Assignment> If a line of the data below holds the word "cabin", list it.

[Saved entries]
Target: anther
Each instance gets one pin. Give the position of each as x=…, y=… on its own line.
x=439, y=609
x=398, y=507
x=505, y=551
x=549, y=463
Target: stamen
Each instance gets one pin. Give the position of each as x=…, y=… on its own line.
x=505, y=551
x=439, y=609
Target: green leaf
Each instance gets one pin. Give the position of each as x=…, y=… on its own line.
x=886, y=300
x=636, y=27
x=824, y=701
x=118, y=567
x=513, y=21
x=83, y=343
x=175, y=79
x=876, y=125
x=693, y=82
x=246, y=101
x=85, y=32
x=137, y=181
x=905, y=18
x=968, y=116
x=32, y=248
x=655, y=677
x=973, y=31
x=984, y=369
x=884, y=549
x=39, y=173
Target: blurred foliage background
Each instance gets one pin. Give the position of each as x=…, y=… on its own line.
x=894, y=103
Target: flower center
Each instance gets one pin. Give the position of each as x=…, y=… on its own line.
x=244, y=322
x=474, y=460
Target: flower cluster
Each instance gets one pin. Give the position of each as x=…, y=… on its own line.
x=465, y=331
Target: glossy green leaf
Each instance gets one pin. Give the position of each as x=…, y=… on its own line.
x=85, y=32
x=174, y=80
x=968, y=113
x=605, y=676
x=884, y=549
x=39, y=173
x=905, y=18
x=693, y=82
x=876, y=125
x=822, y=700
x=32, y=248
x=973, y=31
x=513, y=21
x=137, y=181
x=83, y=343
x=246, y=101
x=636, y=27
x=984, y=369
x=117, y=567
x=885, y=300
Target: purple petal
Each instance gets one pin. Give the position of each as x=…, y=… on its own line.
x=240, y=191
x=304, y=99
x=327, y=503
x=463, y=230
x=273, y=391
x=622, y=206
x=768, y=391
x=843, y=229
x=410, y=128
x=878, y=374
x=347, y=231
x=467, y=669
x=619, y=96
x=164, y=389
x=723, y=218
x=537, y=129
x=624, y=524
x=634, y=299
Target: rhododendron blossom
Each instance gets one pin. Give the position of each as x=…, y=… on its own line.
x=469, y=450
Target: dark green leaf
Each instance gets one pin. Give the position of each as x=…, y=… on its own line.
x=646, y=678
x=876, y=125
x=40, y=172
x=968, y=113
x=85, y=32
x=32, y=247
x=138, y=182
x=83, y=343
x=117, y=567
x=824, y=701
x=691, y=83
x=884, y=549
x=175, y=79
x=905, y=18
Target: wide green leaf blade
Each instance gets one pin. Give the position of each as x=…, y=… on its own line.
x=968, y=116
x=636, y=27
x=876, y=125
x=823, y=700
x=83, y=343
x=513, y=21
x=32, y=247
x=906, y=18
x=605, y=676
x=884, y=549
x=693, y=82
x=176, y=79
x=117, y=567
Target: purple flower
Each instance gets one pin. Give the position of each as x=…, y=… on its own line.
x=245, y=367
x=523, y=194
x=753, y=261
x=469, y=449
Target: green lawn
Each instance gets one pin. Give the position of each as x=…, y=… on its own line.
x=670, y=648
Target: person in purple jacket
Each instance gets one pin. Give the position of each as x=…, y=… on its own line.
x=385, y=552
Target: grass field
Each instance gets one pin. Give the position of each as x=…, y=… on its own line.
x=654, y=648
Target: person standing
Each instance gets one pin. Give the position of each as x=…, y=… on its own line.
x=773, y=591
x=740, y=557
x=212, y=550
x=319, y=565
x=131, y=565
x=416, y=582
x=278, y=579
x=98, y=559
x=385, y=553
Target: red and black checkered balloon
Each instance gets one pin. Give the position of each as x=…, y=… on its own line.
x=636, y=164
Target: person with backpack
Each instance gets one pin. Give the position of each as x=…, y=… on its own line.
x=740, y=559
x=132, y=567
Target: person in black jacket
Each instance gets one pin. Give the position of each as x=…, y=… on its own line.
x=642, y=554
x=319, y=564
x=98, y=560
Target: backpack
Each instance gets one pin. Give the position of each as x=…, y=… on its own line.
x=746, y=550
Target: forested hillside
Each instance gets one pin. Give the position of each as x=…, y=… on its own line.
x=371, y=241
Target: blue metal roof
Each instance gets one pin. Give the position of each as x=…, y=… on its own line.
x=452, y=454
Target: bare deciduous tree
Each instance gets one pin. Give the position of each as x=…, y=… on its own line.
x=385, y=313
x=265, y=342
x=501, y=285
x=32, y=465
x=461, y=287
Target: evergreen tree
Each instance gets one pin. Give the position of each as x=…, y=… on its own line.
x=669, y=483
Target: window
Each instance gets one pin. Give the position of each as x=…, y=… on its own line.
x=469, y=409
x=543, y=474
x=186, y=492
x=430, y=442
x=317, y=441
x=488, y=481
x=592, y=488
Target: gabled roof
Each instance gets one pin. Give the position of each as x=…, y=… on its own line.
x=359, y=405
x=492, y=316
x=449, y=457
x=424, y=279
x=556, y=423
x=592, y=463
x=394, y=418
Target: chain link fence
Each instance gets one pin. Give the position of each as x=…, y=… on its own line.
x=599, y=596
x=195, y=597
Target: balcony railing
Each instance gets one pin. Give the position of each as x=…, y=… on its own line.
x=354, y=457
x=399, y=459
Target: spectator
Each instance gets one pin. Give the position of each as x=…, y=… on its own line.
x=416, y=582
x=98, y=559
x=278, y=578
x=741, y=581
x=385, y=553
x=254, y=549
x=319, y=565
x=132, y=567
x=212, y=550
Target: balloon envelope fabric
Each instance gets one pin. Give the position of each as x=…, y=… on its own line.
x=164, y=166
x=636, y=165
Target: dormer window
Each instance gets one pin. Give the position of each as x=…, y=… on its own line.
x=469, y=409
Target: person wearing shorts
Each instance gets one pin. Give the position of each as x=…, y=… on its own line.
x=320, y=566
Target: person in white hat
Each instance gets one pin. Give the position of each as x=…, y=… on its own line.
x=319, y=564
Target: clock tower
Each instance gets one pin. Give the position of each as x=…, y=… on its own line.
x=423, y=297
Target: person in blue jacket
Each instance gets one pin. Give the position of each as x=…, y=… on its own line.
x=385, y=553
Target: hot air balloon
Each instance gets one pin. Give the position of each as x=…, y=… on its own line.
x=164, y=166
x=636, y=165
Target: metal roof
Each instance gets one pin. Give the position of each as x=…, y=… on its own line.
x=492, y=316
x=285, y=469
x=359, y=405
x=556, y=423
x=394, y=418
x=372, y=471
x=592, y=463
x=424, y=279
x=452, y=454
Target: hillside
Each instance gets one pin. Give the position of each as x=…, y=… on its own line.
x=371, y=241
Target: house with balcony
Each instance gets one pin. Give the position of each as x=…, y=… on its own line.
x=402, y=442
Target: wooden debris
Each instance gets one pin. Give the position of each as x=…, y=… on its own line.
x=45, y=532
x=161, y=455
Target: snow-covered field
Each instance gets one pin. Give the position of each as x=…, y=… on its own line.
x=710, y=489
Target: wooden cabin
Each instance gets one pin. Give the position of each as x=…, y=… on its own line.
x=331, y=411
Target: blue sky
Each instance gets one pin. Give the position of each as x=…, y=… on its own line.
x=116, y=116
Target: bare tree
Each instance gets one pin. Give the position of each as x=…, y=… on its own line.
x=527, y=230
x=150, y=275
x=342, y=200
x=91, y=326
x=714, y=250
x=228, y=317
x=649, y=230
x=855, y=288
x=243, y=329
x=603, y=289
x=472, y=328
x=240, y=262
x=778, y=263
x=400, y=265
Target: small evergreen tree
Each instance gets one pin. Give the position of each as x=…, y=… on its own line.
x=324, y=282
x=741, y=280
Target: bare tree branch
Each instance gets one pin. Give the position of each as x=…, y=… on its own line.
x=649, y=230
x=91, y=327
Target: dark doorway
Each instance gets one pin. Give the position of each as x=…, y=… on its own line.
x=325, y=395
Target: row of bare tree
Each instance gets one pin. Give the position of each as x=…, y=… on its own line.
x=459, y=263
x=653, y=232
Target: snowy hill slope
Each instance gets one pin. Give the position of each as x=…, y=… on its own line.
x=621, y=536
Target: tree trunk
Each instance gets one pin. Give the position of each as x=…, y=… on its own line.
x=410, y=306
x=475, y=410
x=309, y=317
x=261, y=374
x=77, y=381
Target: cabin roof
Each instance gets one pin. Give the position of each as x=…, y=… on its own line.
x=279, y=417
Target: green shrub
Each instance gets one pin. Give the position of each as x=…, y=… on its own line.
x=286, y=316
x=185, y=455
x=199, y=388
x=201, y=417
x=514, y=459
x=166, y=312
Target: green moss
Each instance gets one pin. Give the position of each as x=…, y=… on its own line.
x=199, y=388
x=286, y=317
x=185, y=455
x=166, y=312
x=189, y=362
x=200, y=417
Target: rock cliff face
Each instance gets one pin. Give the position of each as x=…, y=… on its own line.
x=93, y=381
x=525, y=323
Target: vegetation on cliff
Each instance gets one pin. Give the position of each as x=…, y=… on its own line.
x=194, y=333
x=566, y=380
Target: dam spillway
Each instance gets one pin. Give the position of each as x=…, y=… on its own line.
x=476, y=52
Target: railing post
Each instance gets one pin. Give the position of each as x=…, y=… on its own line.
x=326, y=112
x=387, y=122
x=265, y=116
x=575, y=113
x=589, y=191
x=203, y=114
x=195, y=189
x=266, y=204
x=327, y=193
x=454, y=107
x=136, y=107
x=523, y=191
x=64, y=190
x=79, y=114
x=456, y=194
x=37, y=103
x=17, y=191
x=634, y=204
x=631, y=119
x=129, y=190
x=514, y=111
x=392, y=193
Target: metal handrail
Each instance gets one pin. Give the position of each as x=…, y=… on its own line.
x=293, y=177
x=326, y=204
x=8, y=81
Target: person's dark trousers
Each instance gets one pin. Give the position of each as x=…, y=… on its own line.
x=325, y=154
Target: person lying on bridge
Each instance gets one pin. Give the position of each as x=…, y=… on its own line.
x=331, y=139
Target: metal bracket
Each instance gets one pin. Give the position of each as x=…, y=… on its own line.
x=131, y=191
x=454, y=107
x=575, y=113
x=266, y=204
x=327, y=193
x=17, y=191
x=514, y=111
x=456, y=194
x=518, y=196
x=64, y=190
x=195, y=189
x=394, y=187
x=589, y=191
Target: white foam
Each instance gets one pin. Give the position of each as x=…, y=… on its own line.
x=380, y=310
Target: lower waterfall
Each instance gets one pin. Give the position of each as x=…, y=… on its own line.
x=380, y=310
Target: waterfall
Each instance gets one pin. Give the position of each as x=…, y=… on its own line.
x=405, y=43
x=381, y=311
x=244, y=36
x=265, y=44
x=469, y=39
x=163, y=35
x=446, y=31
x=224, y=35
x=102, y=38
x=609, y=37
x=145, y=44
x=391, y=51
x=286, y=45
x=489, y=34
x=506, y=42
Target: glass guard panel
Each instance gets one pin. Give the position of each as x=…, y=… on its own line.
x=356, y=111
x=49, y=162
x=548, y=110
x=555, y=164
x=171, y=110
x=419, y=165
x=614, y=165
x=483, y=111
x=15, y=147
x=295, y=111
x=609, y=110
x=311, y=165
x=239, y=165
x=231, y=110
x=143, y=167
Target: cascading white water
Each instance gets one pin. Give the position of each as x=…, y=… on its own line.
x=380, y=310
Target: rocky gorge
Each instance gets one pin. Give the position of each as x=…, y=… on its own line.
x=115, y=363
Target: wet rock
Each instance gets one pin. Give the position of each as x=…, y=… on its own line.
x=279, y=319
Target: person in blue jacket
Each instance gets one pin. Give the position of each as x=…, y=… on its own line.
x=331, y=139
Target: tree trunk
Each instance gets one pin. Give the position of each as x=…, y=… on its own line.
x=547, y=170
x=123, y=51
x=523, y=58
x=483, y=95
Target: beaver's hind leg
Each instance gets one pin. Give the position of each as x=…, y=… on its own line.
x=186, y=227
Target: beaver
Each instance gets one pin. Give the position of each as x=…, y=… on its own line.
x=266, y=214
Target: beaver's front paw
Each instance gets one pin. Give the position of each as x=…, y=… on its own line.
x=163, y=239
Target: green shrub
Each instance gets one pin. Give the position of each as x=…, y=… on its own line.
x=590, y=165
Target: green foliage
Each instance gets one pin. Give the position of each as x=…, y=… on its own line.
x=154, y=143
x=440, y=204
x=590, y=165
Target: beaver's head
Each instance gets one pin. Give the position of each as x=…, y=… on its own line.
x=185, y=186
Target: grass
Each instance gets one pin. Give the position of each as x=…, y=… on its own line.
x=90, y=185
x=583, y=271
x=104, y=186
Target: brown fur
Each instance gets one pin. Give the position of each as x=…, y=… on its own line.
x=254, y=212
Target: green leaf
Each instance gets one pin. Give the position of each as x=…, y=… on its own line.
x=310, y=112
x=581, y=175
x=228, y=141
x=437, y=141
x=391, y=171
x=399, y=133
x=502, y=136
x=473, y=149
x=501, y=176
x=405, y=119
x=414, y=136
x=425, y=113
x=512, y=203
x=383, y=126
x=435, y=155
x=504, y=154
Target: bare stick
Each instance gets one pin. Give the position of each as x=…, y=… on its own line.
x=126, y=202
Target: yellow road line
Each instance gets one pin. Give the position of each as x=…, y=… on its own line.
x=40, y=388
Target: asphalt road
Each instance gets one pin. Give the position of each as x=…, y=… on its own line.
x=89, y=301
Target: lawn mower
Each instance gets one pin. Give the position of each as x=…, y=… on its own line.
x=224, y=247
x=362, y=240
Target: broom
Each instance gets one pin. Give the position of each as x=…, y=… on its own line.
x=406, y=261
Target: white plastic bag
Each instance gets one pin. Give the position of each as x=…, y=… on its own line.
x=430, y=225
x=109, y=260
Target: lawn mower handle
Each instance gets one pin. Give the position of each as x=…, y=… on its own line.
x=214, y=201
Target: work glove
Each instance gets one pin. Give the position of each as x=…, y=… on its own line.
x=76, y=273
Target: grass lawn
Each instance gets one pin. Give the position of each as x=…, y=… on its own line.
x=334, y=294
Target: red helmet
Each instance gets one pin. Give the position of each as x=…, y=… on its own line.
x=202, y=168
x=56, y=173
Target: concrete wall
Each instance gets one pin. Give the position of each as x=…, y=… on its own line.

Response to the exercise>
Target: wooden cabin
Target: cabin roof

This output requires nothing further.